OBJECTIF:
Pourriez-vous poursuivre le texte ci-dessous sur le digital labor et l'érosion du salariat, en reprenant juste après sa dernière phrase ?

Certains exemples sont plus convaincants que d’autres : forcer les
internautes à identifier des images pour accéder à des contenus, comme
avec le système ReCAPTCHA, semble clairement relever du travail gratuit.
Poster ou partager un post qui nous tient à cœur entre dans une
catégorie plus difficile à cerner. En réponse à ces critiques, Antonio
Casilli rappelle que la notion de travail est le produit de luttes de
définition et de luttes sociales. Ainsi, le féminisme a fait émerger la
notion de « travail domestique » puis de travail de care, pour désigner
des activités qui étaient jusqu’alors considérées comme allant de soi.
Extension du travail précaire sous couvert de liberté
Ce digital labor est donc extrêmement répandu en ligne. Il
témoigne, explique le chercheur, de deux tendances à l’œuvre dans un
champ plus large que le numérique : la mise au travail de pans
croissants de notre réalité d’une part (puisque nos technologies de
communication nous permettent d’être joignable et productifs partout et
tout le temps, et puisque toutes nos données peuvent être
potentiellement génératrices de valeur), l’érosion du modèle du salariat
d’autre part. Or le salariat est fondé sur un pacte entre l’entreprise
et le salarié : en échange de sa subordination, l’entreprise lui fournit
une certaine protection sociale. Aujourd’hui quand elles refusent
d’être considérées comme des employeurs (même si la justice ne leur
donne pas toujours raison), les plateformes mettent à mal ce pacte et
participent à une tendance vers des travailleurs toujours plus isolés et
aux droits restreints : elles concluent, dit Antonio Casilli « un pacte
oxymorique » avec le travailleurs, « en les mettant à la fois au
travail et hors travail ».

(Entrées enregistrées)

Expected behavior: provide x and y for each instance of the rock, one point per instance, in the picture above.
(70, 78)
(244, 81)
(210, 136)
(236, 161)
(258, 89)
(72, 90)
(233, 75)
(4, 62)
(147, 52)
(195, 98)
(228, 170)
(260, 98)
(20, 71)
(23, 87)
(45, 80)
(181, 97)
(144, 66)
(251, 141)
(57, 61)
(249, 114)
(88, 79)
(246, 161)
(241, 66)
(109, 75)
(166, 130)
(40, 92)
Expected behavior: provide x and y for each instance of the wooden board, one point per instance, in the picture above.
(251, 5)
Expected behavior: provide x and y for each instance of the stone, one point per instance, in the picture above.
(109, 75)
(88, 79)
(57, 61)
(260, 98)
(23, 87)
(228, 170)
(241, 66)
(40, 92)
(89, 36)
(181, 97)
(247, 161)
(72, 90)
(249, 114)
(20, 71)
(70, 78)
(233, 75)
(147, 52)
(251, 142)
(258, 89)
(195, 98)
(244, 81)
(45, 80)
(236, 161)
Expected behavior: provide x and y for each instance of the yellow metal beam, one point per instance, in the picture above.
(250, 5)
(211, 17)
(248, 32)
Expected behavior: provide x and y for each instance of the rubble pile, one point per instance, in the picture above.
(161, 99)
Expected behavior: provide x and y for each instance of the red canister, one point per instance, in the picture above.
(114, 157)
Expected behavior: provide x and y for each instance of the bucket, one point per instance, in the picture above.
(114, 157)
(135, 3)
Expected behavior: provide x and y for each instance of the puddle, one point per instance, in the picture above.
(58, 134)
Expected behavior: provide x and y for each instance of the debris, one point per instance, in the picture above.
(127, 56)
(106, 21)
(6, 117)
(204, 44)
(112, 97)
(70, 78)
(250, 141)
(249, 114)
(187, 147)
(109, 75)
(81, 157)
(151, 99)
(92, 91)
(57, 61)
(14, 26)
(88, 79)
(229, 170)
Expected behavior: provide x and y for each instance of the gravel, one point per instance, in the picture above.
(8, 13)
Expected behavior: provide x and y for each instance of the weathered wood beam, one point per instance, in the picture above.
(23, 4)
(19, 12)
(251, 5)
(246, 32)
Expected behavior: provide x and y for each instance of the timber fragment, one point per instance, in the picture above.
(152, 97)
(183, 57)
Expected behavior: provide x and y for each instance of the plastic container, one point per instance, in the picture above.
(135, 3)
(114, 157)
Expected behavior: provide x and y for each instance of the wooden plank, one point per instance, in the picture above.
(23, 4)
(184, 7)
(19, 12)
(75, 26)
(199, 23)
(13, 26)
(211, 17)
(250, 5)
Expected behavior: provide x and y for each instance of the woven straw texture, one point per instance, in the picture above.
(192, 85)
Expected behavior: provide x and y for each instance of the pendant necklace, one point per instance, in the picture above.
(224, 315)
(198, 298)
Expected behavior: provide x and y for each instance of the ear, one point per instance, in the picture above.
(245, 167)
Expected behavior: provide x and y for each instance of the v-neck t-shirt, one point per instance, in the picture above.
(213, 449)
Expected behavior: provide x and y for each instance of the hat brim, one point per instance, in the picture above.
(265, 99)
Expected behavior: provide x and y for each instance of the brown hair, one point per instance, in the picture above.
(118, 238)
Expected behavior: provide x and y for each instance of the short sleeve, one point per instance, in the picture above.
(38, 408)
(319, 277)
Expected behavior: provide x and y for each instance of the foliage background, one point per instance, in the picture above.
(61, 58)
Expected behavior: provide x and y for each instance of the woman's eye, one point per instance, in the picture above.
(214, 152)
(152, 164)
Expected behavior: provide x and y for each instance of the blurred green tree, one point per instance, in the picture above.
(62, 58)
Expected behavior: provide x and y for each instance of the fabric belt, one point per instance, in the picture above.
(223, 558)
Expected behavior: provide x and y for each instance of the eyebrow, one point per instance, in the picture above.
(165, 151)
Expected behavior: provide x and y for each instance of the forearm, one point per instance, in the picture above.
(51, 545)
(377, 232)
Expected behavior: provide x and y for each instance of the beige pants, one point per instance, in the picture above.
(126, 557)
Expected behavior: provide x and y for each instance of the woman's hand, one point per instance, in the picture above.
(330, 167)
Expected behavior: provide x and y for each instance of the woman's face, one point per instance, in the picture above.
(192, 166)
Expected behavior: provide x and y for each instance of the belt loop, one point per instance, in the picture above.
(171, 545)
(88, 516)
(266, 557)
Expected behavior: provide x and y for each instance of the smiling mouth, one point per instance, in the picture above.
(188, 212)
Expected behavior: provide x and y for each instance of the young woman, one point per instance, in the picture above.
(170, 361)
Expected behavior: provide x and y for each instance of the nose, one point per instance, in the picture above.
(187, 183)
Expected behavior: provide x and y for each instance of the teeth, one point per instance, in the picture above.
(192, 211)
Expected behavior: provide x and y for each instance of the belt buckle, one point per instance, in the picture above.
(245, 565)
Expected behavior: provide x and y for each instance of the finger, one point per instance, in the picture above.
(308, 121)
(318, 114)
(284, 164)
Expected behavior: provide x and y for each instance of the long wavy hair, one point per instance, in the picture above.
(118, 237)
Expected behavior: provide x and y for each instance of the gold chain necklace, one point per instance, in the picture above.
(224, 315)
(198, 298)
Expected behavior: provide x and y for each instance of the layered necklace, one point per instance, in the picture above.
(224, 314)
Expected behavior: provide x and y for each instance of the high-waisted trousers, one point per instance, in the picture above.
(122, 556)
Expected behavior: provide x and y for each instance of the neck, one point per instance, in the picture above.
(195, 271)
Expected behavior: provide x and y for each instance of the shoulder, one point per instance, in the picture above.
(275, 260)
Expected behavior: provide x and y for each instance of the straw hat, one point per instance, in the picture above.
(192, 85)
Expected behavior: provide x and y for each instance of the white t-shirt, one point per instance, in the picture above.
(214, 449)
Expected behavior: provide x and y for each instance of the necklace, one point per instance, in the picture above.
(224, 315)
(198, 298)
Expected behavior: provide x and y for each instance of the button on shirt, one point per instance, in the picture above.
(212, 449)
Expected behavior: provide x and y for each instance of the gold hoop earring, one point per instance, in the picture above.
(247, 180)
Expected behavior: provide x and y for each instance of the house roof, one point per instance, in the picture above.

RÉSULTAT OBTENU:
Les plateformes mettent en avant la liberté du travail indépendant,
la possibilité d’être entrepreneur de soi-même sans avoir à se plier aux
règles hiérarchiques. « Idéalement, sur les plateformes et dans leurs
écosystèmes, tout individu est une start-up », résume le chercheur.
Cet imaginaire largement libertarien irrigue profondément la culture du web depuis ses débuts
et s’incarne, par exemple, dans la figure du hacker ou de
l’entrepreneur nomade, du passionné qui s’accomplit dans un « projet
professionnel qui est aussi existentiel ». Mais Antonio Casilli note
combien cette vision est élitiste et ne prend pas en compte l’asymétrie
des forces dans un marché du travail en berne où le chômage est élevé et
l’ascenseur social en panne, dans un passage qu’on a envie de citer en
entier :
« Aucune place, dans cette définition, pour la routine des
microtravailleurs de Clickworker, l’épuisement des livreurs de Foodora
ou la confusion des poinçonneurs de ReCAPTCHA transcrivant des mots
machinalement pour entraîner des systèmes de vision par ordinateur.
Cette approche passe donc sous silence les perdants de la transformation
numérique : ceux dont l’extrême flexibilité n’est pas un choix de vie
et dont le digital labor à la chaîne peut difficilement être
considéré comme un vecteur de réalisation de soi. Les entrepreneurs
d’eux-même que célèbre le discours d’accompagnement des plateformes
laissent une fois de plus dans l’ombre les digital laborers,
souffrant de la vacuité et du caractère répétitif de leurs tâches ou
anesthésiés par la ludification de leurs usages. La « soif de liberté »
n’est certainement pas moins grande que celle des slashers, co-workers,
lanceurs de start-up et autres « précaires entreprenants » qui se vivent
comme des fugueurs de la condition salariale, mais elle n’a
manifestement pas plus de chance d’être étanchée que leur quête de
stabilité dans l’emploi d’être atteinte. »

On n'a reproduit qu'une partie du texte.